> _Text passage_:
<<<<

The school eventually apologized for not having told parents about the spyware – that was officially intended to catch laptop thieves (17 laptops were actually recovered using the software) – but by that point, people were already selling t-shirts poking fun at the school and Lower Merrion’s reputation was tarnished.
What we can learn from this, according to Shira’s presentation:
He who breaks the story controls the story
Regardless of whether Blake’s actions were worse than Lower Merrion’s error, he was able to tell his version of the story far and wide before Lower Merrion even realized what was going on. By then, he had already set the tone and the school was on the defensive from the start.
If you’ve made a mistake that could ruin your personal brand, come clean as soon as possible. Go public with your guilt before anyone else can expose you. Like Blake, being first to tell your story means that you can explain what really happened with your interests in mind instead of being defamed by someone with their own intentions and a version of events that might not even be true, making you look worse than you should.
Being first to come out also means you can choose the most appropriate time and place for your announcement, so that the people who are most likely to be impacted by it will make the discovery in the least brand-damaging way.

>>>>

> _Set exercise A_:
From the listing below, pick out every line that contains the string "jersey". Case counts.
> _Set exercise B_:
Extend the passage above about getting ahead of a reputation-damaging mistake, picking up after its final sentence.

> _Material provided_:
<<<<

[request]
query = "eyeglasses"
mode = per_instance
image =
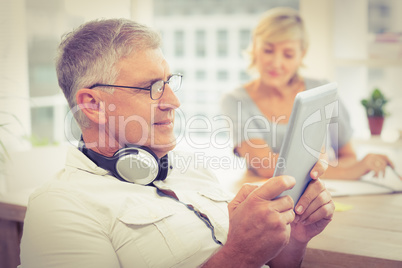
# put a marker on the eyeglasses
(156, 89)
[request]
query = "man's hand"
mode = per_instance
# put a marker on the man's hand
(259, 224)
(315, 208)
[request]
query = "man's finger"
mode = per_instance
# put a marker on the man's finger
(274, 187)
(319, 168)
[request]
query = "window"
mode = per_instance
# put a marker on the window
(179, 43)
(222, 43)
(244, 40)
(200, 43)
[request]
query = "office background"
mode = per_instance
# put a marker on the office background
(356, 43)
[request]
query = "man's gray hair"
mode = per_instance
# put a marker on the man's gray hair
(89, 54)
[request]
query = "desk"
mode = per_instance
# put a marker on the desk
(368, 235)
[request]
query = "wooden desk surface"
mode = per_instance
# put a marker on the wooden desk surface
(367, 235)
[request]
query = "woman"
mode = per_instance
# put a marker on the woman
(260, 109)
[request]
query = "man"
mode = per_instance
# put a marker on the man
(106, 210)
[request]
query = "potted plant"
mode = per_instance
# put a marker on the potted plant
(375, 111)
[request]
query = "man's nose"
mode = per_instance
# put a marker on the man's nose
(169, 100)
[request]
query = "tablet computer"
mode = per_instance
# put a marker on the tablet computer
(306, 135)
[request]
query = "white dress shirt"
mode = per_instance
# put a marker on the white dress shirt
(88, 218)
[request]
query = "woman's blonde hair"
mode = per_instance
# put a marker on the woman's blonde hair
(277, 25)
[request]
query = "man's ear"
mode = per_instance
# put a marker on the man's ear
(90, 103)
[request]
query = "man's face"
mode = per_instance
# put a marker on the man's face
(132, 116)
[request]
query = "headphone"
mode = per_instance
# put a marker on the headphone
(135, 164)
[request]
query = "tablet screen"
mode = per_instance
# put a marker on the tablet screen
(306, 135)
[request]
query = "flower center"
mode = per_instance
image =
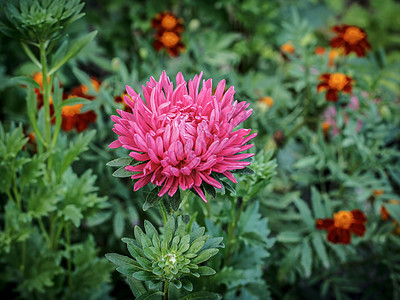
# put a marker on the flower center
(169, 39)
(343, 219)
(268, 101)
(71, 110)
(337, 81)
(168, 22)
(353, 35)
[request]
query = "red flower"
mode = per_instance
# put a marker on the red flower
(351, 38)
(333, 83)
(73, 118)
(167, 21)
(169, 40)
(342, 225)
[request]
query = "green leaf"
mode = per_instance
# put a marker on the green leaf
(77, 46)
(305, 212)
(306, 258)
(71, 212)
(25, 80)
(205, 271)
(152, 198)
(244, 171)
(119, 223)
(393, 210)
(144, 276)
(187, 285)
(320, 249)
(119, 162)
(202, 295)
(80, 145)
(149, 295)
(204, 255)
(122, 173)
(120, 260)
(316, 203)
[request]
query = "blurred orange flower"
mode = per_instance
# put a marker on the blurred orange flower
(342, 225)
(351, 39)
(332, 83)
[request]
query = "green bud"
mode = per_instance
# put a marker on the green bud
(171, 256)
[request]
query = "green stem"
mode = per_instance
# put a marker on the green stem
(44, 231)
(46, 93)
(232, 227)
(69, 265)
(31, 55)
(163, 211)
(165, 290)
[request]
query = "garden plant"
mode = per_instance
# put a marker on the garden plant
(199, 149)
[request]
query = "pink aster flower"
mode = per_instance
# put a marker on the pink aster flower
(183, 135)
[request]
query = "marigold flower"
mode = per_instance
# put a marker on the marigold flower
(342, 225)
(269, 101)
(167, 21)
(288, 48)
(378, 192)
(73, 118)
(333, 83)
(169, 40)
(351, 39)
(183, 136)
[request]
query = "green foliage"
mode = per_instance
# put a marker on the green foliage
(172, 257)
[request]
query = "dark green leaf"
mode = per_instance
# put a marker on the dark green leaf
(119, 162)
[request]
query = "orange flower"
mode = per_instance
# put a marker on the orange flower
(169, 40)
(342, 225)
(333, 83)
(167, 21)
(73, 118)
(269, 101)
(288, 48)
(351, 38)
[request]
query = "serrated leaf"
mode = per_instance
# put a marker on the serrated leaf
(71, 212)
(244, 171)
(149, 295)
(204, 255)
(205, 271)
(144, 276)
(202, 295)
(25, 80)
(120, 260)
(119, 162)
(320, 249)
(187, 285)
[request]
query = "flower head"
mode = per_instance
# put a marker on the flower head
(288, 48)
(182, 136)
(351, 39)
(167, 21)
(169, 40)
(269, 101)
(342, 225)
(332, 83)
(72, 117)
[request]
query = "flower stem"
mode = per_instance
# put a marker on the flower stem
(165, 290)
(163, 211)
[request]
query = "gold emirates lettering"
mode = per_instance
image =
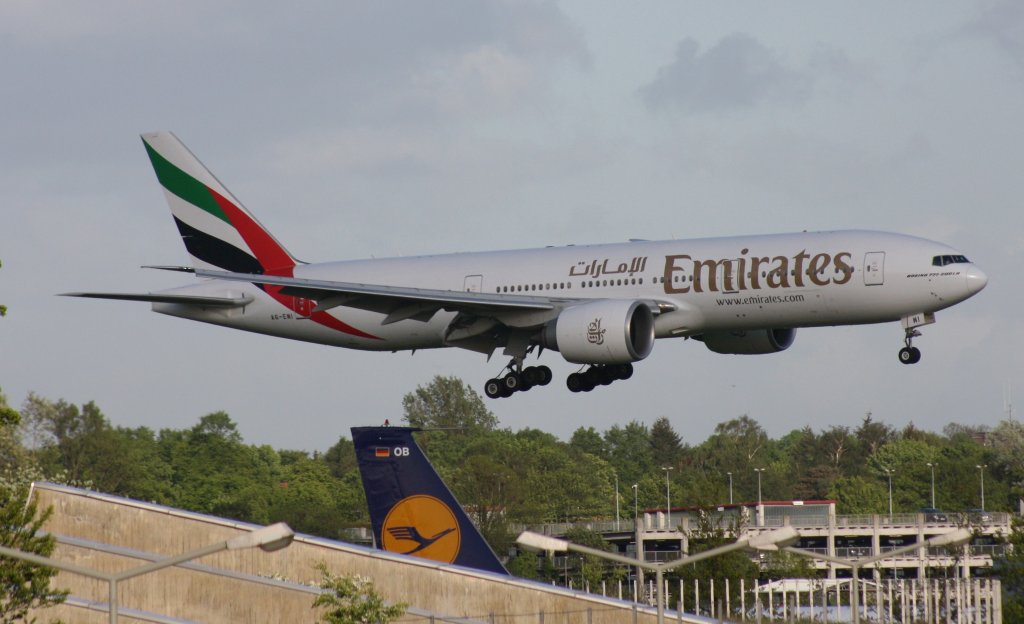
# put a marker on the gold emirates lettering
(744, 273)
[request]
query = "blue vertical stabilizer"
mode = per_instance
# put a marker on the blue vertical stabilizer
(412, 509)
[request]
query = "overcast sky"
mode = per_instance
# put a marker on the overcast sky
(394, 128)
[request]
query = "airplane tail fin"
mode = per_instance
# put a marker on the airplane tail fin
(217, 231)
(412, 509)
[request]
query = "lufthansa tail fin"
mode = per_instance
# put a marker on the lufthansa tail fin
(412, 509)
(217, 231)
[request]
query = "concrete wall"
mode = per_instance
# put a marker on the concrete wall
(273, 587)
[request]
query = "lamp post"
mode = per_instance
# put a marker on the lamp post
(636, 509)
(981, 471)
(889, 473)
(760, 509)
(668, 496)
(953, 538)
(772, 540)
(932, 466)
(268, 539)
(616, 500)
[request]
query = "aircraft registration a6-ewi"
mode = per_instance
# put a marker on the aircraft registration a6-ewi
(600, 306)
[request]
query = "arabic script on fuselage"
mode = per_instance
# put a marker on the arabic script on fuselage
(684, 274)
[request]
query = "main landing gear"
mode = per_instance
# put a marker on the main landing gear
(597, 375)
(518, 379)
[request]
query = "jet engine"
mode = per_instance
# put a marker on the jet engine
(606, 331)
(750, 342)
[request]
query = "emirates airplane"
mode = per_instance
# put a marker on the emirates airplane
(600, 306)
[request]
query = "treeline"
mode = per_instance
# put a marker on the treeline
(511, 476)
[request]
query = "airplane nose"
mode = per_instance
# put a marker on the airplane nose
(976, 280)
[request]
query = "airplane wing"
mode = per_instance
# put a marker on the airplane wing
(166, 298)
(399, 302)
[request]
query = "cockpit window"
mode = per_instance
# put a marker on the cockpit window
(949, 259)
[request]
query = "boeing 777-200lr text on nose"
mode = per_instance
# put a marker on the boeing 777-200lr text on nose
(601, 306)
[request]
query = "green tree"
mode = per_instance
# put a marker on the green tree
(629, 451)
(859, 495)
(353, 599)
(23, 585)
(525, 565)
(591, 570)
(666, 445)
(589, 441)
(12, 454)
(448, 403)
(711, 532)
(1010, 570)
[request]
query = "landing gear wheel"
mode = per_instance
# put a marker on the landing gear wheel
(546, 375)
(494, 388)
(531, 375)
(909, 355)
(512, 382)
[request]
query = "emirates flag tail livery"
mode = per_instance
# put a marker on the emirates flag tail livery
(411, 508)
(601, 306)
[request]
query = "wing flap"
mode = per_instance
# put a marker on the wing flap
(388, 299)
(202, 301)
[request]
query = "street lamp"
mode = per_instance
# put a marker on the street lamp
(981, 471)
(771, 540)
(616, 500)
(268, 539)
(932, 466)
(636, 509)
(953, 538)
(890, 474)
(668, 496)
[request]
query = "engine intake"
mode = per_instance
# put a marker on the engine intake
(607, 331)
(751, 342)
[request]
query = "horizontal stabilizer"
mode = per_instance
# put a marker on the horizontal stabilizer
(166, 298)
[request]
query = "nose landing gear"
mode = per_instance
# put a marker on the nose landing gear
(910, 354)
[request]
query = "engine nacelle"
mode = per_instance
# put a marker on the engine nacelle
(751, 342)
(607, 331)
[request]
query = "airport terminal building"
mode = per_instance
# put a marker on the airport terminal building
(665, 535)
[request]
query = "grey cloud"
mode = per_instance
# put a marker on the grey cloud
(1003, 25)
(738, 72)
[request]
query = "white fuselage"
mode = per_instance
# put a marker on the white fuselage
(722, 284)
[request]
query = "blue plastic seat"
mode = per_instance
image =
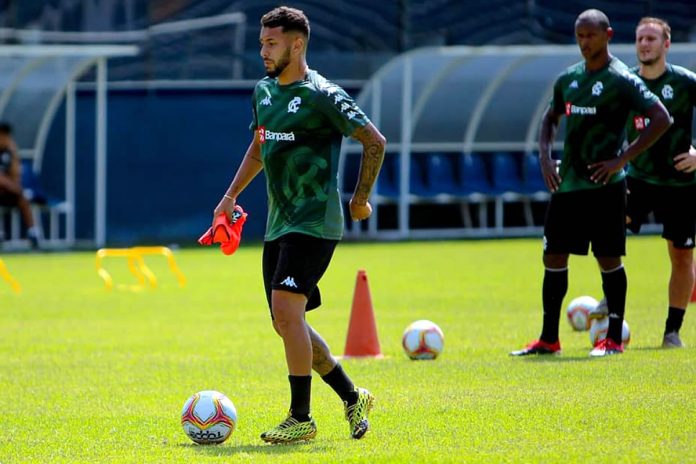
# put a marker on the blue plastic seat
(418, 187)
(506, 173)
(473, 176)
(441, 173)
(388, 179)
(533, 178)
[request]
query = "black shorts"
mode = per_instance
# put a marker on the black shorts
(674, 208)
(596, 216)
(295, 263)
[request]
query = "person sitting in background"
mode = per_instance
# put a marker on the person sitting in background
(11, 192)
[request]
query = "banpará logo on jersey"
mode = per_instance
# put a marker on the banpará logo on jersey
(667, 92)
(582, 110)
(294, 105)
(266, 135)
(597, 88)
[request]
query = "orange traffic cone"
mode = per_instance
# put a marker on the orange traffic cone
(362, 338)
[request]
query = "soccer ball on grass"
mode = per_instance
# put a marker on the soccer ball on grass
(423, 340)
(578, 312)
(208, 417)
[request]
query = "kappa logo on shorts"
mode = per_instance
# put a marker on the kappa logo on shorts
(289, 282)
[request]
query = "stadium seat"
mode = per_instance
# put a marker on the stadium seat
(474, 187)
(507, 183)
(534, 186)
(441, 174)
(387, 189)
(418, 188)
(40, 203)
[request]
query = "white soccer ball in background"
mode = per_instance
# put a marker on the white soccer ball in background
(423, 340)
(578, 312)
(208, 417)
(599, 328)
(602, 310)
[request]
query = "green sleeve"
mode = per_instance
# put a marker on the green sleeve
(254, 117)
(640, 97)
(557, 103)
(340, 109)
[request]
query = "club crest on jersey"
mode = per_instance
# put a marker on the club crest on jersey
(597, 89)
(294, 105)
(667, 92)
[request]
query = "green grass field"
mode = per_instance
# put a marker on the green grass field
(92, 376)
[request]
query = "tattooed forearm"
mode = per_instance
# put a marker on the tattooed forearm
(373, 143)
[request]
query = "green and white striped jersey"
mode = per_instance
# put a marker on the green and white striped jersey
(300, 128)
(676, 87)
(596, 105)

>>>>
<<<<

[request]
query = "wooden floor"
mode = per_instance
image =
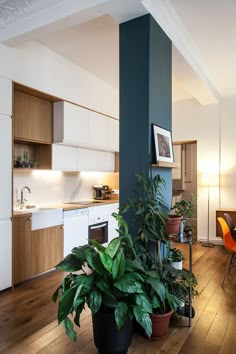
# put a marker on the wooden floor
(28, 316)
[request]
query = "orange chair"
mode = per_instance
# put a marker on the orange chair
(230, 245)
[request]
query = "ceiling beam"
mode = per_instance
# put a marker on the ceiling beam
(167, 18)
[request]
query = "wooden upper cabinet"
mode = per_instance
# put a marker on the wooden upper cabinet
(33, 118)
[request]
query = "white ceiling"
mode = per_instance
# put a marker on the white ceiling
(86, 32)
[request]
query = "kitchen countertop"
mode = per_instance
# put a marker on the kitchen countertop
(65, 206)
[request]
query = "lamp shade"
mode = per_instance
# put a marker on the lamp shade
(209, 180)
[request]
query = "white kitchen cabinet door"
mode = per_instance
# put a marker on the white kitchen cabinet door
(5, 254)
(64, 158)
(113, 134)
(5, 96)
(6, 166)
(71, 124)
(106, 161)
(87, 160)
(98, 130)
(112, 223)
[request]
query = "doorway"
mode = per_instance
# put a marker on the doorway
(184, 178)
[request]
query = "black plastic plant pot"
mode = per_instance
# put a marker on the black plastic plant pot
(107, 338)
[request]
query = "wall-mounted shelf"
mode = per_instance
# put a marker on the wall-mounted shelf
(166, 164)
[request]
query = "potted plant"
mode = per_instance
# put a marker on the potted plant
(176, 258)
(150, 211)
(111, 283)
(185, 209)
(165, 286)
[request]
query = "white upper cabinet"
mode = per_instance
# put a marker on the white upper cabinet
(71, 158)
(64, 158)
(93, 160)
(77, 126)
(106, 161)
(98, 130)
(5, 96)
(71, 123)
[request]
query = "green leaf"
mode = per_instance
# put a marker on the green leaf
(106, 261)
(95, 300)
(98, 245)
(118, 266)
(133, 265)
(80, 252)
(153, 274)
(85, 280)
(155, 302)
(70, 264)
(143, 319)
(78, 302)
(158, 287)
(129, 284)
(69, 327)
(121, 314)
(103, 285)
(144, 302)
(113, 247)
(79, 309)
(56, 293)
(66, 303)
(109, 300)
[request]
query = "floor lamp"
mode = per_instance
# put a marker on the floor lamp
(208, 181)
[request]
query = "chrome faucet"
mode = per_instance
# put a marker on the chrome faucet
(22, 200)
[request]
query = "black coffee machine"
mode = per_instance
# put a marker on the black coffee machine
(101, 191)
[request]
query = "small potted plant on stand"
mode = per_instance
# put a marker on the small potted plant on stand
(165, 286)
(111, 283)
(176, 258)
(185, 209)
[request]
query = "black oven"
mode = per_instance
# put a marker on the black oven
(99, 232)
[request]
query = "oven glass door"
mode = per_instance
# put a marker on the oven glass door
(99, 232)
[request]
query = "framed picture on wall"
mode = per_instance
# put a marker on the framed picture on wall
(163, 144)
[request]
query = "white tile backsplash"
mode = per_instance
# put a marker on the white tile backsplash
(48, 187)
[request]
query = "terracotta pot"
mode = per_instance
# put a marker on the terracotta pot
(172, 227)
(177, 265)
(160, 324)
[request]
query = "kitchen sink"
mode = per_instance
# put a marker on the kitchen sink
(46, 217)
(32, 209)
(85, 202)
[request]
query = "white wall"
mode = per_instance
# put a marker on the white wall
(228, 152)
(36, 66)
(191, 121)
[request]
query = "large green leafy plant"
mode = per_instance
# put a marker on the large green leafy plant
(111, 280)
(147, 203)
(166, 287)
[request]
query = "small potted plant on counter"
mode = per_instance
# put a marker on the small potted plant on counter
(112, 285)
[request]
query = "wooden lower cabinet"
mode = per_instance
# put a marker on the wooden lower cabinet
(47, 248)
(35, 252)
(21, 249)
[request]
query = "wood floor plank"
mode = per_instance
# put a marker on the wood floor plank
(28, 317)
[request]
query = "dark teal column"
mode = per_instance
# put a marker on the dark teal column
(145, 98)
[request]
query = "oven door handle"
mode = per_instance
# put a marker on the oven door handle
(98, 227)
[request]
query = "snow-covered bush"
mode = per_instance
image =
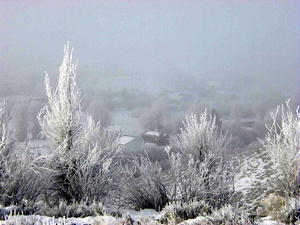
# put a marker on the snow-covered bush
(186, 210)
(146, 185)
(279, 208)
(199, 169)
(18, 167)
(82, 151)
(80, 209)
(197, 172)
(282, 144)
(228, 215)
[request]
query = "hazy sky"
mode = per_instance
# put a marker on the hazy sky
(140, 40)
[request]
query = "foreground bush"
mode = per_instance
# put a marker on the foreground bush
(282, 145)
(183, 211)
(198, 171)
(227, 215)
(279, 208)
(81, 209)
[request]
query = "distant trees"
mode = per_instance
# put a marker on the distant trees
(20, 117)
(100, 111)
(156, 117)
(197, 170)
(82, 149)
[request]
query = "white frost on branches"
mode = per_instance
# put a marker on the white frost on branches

>>>>
<<<<

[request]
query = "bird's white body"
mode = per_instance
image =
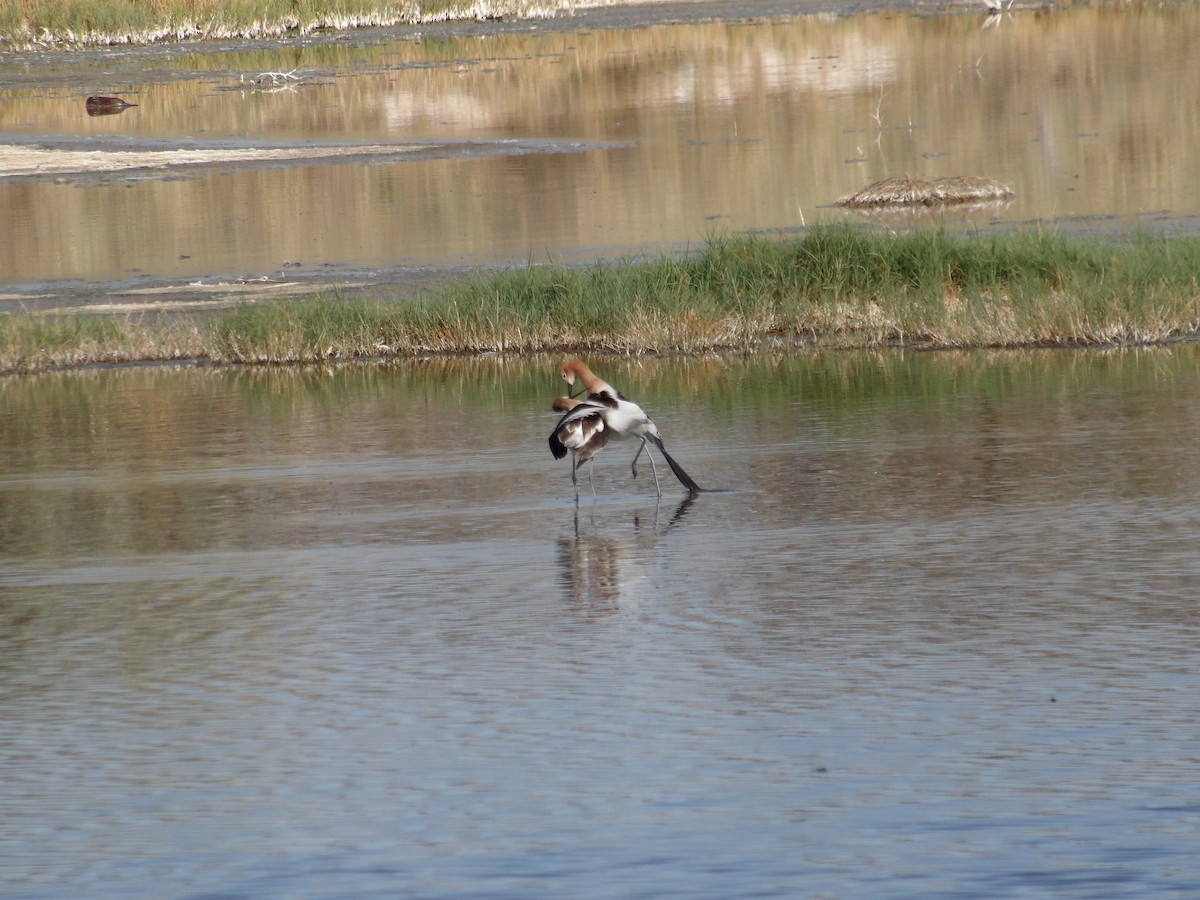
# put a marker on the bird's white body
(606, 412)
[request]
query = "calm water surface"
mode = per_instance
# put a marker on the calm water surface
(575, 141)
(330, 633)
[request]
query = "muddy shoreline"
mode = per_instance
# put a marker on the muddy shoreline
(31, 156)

>>>>

> _Exercise answer A_:
query = "banpará logo on jersey"
# put a marker on the banpará logo on jersey
query = "club crest on jersey"
# put a marker on the club crest on jersey
query = "green and white striped jersey"
# put a marker on the green and white striped jersey

> _Exercise answer B_:
Depending on how bad your mistake was, the way you handle the reaction can not only prevent brand destruction, it might even lead to brand growth.
At the time of this writing, I’m having a problem with a local company that signed me up for their service without my permission. Worse, when I complained to their customer service department, their reaction was to agree with me but to try and sell me on the service so that I would stay with them. Unbelievable! As I told them, “the best thing you could do right now is to solve the problem. That would build my confidence more than anything else because then I would know that if I ever wanted your service and had any subsequent problems (as inevitably happens), I could relax knowing that you would take care of it.”
Similarly, individuals are often best judged by how they react when things go wrong. Outing yourself first shows intellectual honesty and can increase your credibility at a moment when it should otherwise drop. Admitting your error builds trust because more than ever, people will think that you can be counted on.
Shira’s conclusion was that you need to Control the Noise, but I’ll take it one further: if you can control the noise around your mistakes, it will begin to sound like music.